# Description of the task:
Copy out all the items below, replacing "Guideline" with "Instruction" everywhere it occurs and leaving every other line unchanged.

Dataset excerpt

● ● ● ●

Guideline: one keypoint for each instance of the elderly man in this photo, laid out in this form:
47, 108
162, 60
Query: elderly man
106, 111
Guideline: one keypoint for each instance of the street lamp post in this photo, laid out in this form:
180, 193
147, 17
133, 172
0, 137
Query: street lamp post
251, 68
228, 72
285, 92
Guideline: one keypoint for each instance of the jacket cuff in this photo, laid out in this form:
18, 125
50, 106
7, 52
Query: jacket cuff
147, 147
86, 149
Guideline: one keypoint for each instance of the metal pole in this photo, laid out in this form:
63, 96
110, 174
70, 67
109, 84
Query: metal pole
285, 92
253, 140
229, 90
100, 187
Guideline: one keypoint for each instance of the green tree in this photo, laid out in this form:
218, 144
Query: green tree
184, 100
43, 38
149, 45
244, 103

● ● ● ●

# Worked solution:
Instruction: one keypoint for each instance of the elderly man in this photo, laid out in this form:
47, 108
162, 60
Query: elderly man
106, 111
Instruction: one keypoint for each instance of the street lamp post in this photo, laid out in this form:
180, 193
147, 17
133, 172
0, 137
Query: street lamp post
251, 68
228, 72
285, 92
Instruction: one keypoint for each instance of the jacket cuff in this photo, laid out in this form:
18, 125
50, 106
7, 52
Query: jacket cuff
147, 147
86, 149
Instruction: one keypoint for each instance of the metal pole in this photo, laid out in this form:
63, 96
110, 174
70, 67
109, 84
Query: metal pole
285, 92
253, 140
229, 90
100, 187
Instruction: one keypoint for each instance of the green tree in this photo, laid out in this form:
218, 144
Query: green tree
184, 100
43, 38
149, 45
244, 103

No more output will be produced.